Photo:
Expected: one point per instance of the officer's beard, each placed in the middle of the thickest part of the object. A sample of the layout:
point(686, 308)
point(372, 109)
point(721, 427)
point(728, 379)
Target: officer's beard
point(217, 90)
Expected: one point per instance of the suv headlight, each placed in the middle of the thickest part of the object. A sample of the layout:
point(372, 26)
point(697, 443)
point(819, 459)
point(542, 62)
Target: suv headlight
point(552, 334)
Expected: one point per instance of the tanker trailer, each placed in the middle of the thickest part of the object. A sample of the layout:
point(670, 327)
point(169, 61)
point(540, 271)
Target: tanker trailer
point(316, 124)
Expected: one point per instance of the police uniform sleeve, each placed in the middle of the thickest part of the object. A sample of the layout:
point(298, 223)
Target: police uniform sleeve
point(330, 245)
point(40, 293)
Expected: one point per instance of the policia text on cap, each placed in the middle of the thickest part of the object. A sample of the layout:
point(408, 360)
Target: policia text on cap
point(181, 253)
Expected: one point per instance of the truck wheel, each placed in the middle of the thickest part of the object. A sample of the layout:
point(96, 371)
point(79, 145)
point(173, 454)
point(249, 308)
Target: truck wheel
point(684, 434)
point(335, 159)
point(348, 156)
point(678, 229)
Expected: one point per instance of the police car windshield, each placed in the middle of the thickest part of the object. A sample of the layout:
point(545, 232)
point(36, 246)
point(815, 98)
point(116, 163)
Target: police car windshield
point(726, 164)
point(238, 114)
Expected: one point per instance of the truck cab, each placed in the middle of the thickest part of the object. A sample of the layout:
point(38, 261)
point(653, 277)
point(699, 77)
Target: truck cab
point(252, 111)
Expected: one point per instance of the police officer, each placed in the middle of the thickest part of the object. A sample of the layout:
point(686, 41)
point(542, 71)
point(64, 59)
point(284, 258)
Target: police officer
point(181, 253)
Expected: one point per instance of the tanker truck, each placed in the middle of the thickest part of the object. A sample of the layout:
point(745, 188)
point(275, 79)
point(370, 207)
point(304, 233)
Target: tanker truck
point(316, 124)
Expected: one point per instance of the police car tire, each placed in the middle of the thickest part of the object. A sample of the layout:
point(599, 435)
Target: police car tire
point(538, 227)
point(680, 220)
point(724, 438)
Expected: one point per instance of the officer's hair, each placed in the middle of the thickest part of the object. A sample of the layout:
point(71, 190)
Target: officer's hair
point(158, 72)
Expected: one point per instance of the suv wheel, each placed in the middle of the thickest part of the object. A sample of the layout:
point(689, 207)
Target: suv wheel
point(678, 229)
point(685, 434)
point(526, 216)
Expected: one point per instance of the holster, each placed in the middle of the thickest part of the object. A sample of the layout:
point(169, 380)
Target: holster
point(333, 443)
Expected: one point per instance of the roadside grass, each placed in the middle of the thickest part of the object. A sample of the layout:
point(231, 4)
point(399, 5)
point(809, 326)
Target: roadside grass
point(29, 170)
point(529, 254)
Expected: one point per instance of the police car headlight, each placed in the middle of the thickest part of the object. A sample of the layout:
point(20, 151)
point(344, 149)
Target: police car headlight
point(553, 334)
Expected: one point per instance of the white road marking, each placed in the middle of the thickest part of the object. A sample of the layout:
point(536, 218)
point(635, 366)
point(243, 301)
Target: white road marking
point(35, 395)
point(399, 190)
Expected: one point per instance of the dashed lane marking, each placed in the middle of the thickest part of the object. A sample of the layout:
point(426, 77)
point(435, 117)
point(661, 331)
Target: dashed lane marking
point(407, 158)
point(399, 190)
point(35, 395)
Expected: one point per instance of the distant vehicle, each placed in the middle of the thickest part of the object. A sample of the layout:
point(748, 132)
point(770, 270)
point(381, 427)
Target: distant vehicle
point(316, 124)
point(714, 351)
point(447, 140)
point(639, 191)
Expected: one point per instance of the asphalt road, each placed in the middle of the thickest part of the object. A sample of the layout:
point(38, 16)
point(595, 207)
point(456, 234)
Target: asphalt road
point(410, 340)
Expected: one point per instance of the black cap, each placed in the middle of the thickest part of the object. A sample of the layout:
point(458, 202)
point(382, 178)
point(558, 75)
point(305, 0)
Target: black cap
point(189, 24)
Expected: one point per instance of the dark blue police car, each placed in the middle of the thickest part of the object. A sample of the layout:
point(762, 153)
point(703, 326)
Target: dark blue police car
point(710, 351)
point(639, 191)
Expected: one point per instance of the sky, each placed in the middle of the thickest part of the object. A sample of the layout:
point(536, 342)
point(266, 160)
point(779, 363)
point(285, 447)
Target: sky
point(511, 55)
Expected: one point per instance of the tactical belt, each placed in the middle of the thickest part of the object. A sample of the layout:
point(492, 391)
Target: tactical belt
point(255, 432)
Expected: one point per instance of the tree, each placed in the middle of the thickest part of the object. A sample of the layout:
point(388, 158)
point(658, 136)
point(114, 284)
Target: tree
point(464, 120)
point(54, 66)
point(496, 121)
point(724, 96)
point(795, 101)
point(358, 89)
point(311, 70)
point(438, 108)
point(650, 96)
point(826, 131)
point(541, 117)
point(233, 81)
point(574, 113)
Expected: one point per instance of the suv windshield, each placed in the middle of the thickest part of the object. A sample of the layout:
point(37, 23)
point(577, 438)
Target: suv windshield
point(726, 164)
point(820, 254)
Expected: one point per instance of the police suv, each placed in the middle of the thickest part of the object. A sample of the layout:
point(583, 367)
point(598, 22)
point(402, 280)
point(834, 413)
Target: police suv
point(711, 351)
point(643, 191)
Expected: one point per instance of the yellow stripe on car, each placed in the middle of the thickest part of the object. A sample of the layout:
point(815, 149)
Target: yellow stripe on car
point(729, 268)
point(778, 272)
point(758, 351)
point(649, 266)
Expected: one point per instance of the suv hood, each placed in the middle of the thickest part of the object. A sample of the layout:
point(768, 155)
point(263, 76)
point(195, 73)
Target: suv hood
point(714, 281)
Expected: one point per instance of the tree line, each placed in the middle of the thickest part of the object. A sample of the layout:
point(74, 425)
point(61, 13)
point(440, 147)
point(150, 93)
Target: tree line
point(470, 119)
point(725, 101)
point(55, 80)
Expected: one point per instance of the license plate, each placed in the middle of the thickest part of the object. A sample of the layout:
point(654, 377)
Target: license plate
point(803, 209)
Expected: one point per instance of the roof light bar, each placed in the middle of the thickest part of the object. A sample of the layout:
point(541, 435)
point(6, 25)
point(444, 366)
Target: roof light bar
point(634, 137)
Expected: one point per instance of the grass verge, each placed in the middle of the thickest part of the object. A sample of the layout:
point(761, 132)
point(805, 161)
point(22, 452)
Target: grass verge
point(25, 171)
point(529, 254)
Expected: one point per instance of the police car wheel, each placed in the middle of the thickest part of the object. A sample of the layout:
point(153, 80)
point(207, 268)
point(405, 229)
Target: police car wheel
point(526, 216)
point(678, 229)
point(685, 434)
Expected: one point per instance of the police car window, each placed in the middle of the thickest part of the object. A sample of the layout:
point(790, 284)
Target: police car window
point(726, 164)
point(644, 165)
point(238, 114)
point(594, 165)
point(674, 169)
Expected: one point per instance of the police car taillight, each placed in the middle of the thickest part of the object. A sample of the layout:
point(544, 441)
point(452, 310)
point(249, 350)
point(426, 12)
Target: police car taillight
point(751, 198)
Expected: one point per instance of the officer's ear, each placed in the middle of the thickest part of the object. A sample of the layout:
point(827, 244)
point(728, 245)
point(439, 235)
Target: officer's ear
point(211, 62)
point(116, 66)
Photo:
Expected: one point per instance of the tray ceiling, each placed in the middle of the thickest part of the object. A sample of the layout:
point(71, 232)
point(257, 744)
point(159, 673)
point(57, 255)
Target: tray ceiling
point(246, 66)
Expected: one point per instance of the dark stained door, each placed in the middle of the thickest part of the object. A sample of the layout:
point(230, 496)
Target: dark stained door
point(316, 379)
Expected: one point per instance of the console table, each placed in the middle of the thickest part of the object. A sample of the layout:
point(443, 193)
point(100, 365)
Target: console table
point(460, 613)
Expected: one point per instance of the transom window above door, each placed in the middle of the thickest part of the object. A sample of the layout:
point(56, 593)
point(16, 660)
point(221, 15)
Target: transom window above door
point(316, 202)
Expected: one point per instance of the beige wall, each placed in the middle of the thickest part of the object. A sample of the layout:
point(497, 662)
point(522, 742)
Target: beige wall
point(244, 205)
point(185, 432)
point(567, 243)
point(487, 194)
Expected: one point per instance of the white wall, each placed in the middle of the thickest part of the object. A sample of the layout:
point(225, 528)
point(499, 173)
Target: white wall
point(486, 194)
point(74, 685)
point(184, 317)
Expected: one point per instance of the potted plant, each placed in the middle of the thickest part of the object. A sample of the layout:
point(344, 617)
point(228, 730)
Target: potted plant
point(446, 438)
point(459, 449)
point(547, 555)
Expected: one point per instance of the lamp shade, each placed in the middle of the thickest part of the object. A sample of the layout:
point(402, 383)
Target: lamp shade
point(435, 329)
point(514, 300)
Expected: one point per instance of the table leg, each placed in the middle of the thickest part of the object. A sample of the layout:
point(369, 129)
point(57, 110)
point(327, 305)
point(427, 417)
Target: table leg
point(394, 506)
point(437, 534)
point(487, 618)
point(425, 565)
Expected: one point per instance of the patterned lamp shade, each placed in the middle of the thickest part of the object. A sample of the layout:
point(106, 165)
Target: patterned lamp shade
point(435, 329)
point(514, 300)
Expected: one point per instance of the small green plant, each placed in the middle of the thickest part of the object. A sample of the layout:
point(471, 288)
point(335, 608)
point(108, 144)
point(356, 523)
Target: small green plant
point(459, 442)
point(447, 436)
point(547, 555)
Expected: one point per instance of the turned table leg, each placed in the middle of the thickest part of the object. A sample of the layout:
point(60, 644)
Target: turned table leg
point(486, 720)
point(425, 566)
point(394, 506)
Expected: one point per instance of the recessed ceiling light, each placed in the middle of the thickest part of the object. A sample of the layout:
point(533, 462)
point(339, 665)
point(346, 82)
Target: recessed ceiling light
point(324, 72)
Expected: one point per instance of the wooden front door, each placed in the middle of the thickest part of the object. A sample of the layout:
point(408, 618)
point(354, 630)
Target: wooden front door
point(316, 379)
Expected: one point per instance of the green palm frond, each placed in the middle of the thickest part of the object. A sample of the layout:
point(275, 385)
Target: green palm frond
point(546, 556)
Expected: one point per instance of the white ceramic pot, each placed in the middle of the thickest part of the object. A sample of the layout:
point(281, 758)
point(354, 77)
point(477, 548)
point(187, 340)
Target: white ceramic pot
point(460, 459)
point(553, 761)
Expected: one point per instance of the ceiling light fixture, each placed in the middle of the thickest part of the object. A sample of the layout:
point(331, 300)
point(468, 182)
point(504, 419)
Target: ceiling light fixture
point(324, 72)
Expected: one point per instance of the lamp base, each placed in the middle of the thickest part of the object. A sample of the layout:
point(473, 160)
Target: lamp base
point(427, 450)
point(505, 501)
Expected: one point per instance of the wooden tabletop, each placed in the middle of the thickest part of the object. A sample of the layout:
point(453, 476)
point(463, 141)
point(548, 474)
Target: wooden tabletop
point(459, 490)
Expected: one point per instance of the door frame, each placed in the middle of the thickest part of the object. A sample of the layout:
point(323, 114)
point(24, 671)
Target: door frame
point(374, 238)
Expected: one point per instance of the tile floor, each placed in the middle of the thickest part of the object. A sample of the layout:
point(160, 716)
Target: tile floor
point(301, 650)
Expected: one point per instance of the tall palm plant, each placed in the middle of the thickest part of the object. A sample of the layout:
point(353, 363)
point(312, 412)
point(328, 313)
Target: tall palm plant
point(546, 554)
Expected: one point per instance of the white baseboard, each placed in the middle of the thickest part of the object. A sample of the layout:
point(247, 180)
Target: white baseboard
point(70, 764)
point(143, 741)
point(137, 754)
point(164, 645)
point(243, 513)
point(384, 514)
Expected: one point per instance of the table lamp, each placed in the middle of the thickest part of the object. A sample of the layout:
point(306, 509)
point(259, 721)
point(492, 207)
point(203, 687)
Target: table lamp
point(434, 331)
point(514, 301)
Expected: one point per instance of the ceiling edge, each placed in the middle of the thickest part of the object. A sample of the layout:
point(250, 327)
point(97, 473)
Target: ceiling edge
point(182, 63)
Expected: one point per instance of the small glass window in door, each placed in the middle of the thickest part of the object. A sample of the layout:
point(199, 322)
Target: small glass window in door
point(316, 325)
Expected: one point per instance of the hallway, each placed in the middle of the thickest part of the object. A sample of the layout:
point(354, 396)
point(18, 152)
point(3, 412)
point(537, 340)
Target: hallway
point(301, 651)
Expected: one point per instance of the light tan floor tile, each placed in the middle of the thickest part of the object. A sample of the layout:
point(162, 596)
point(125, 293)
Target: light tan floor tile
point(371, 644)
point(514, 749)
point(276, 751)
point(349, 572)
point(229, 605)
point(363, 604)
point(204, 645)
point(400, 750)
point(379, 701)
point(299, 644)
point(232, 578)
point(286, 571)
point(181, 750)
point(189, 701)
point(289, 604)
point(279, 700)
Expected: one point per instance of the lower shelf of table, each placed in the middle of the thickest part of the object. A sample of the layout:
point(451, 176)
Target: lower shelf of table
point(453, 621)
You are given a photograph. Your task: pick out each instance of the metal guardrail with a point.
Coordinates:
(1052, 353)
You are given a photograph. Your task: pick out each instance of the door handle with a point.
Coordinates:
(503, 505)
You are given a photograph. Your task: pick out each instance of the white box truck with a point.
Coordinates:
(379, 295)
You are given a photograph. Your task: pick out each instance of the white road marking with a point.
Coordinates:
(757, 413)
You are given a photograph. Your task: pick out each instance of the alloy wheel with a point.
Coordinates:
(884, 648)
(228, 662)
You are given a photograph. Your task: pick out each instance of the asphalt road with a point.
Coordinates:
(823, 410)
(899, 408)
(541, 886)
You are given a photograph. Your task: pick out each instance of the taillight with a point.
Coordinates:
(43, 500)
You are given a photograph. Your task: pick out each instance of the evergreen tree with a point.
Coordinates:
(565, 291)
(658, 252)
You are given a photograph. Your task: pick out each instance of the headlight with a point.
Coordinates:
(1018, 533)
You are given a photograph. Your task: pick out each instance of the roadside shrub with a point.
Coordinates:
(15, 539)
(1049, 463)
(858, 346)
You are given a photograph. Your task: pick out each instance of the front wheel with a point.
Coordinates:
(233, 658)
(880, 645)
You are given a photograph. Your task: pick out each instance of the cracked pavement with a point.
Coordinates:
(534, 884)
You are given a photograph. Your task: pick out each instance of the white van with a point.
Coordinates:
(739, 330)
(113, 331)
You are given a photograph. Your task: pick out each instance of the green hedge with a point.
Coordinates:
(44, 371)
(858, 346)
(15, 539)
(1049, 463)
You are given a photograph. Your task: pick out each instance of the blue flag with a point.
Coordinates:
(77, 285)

- Exercise: Lay out the listing from the line holding "tree with a point." through the end of the listing, inclusive, as a two-column CSV with the headers instruction and points. Give one row per object asked for, and put each field in quotes with its line breaks turned into spaces.

- Exercise solution:
instruction,points
"You are given a photograph. Your task: pick out each instance of the evergreen tree with a point. Coordinates:","(565, 291) (658, 252)"
"You are given a photograph. Your task: pick out each instance of the headlight with a point. Coordinates:","(1018, 533)"
"You are given a photograph. Your task: pick out each instance of the roadside shrub with a point. Coordinates:","(15, 539) (1049, 463) (858, 346)"
"You are given a photograph. Your task: pick out each instance of the front wheel with a point. Coordinates:","(233, 658) (880, 645)"
"You are given a photograph. Your task: pick out each instance of the cracked pavement with a point. Coordinates:","(534, 884)"
"You are given a photograph. Your task: pick out each instance of the white van with a point. Coordinates:","(739, 330) (113, 331)"
"You are given a photograph. Your task: pick out each instance of the green hedge with a point. Coordinates:","(44, 371) (858, 346) (15, 539) (1049, 463)"
"You are given a photograph. Your task: pick out each instance of the blue flag with a point. Coordinates:","(77, 285)"